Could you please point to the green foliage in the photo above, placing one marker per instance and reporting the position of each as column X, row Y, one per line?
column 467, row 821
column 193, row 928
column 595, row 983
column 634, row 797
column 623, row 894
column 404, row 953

.....

Give all the lines above again, exactly.

Could you please point to the green foliage in the photo above, placing one marker per instance and reporting the position of each as column X, row Y, one per line?
column 467, row 821
column 193, row 928
column 595, row 983
column 634, row 797
column 623, row 894
column 404, row 953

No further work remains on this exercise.